-- Text provided --
— Start —
Under Article 1 of the Indian Constitution, the State of Jammu and Kashmir (J&K) is a constituent state of Indian Union and its territory forms a part of the territory of India. On the other hand, Article 370 in Part XXI of the Constitution grants special status to it. Accordingly, all the provisions of the Constitution of India do not apply to it.
- November 1951 – Constitution Assembly of J&K was created
- September 1956 – Constitution of J&K adopted
- September 1956 – Constituent Assembly ended
Historical Background –
- With the end of the British paramountcy, the State of Jammu and Kashmir (J&K) became independent on 15 August 1947.
- Initially, its ruler, Maharaja Hari Singh, decided not to join India or Pakistan and thereby remain independent.
- On 20 October 1947, the Azad Kashmir Forces supported by the Pakistan army attacked the frontiers of the state. Under this unusual and extraordinary political circumstance, the ruler of the state decided to accede the state to India.
— End —
-- Stated exercise A --
Repeat everything in the passage on Jammu and Kashmir from "Under Article 1" down to "thereby remain independent.".
-- Stated exercise B --
In the passage on Jammu and Kashmir, which article of the Indian Constitution grants the state special status?
The listing that comes next has no connection to the passage on Jammu and Kashmir.

-- Dataset excerpt --
— Start —
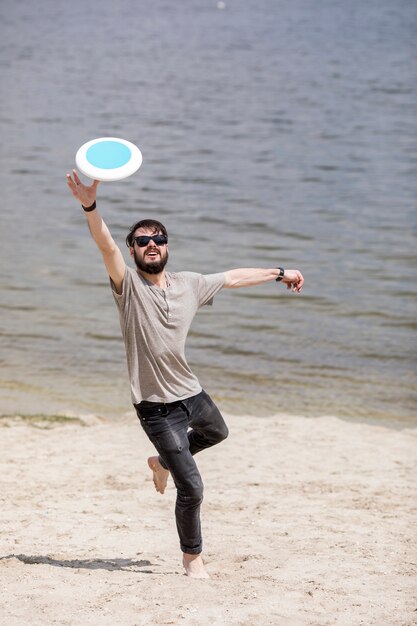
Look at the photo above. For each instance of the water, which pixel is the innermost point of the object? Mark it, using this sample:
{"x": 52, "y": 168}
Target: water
— End —
-- Task result A --
Under Article 1 of the Indian Constitution, the State of Jammu and Kashmir (J&K) is a constituent state of Indian Union and its territory forms a part of the territory of India. On the other hand, Article 370 in Part XXI of the Constitution grants special status to it. Accordingly, all the provisions of the Constitution of India do not apply to it.
- November 1951 – Constitution Assembly of J&K was created
- September 1956 – Constitution of J&K adopted
- September 1956 – Constituent Assembly ended
Historical Background –
- With the end of the British paramountcy, the State of Jammu and Kashmir (J&K) became independent on 15 August 1947.
- Initially, its ruler, Maharaja Hari Singh, decided not to join India or Pakistan and thereby remain independent.

-- Task result B --
Article 370, in Part XXI of the Constitution.